Friday, August 6, 2010

Bridges of Cuyahoga County

The finalists selected for the design of the new Innerbelt Bridge into downtown Cleveland were released this morning. In keeping with the absurdity of their department's policies, ODOT has given interested citizens nine whole days to provide their input on how they'd like their city skyline to look for the next 50 years. The three designs vary considerably, and each has its own positives and negatives (except for B, keep reading). You can link here for pdf's of each.

This is from Bridge Proposal C, a shot looking downtown (you can vaguely see Jacobs Field behind). I really like the modern look of this span, unfortunately it's only over this section that we see the suspension effect. The rest of the bridge seems inordinately bland:
Bridge B is terrible, an affront to anyone driving, looking, or living within 100 miles of it. The premise seems (to me) to be, let's build a bridge that shows absolutely no continuity with the existing bridges (see the blue Lorain/Carnegie bridge behind) and is utterly lacking in any aesthetically definable feature.

=-=-=-=-=

*Written instruction a*.
Extract the blog post about the Innerbelt Bridge design finalists, reproducing the whole of it word for word.

=-=-=-=-=

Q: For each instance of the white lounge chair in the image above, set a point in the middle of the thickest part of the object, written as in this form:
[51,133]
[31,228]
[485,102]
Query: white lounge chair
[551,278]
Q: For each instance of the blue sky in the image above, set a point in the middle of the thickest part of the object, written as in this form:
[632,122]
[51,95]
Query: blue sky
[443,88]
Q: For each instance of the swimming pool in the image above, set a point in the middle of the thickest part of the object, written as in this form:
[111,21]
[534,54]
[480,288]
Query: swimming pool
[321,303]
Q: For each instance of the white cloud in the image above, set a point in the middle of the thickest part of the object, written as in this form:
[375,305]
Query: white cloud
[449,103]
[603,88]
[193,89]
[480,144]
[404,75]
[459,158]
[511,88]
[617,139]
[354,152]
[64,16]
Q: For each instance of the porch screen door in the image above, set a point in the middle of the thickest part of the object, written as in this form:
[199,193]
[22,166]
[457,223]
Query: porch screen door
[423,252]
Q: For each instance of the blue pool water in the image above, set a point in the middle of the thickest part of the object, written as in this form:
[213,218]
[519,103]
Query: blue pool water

=-=-=-=-=

*Written instruction b*.
Convert all of the records above into a numbered list with one line per item, omitting any blank lines.

*Response a*.
Friday, August 6, 2010

Bridges of Cuyahoga County

The finalists selected for the design of the new Innerbelt Bridge into downtown Cleveland were released this morning. In keeping with the absurdity of their department's policies, ODOT has given interested citizens nine whole days to provide their input on how they'd like their city skyline to look for the next 50 years. The three designs vary considerably, and each has its own positives and negatives (except for B, keep reading). You can link here for pdf's of each.

This is from Bridge Proposal C, a shot looking downtown (you can vaguely see Jacobs Field behind). I really like the modern look of this span, unfortunately it's only over this section that we see the suspension effect. The rest of the bridge seems inordinately bland:
Bridge B is terrible, an affront to anyone driving, looking, or living within 100 miles of it. The premise seems (to me) to be, let's build a bridge that shows absolutely no continuity with the existing bridges (see the blue Lorain/Carnegie bridge behind) and is utterly lacking in any aesthetically definable feature.

*Response b*.
1. Q: For each instance of the white lounge chair in the image above, set a point in the middle of the thickest part of the object, written as in this form:
2. [51,133]
3. [31,228]
4. [485,102]
5. Query: white lounge chair
6. [551,278]
7. Q: For each instance of the blue sky in the image above, set a point in the middle of the thickest part of the object, written as in this form:
8. [632,122]
9. [51,95]
10. Query: blue sky
11. [443,88]
12. Q: For each instance of the swimming pool in the image above, set a point in the middle of the thickest part of the object, written as in this form:
13. [111,21]
14. [534,54]
15. [480,288]
16. Query: swimming pool
17. [321,303]
18. Q: For each instance of the white cloud in the image above, set a point in the middle of the thickest part of the object, written as in this form:
19. [375,305]
20. Query: white cloud
21. [449,103]
22. [603,88]
23. [193,89]
24. [480,144]
25. [404,75]
26. [459,158]
27. [511,88]
28. [617,139]
29. [354,152]
30. [64,16]
31. Q: For each instance of the porch screen door in the image above, set a point in the middle of the thickest part of the object, written as in this form:
32. [199,193]
33. [22,166]
34. [457,223]
35. Query: porch screen door
36. [423,252]
37. Q: For each instance of the blue pool water in the image above, set a point in the middle of the thickest part of the object, written as in this form:
38. [213,218]
39. [519,103]
40. Query: blue pool water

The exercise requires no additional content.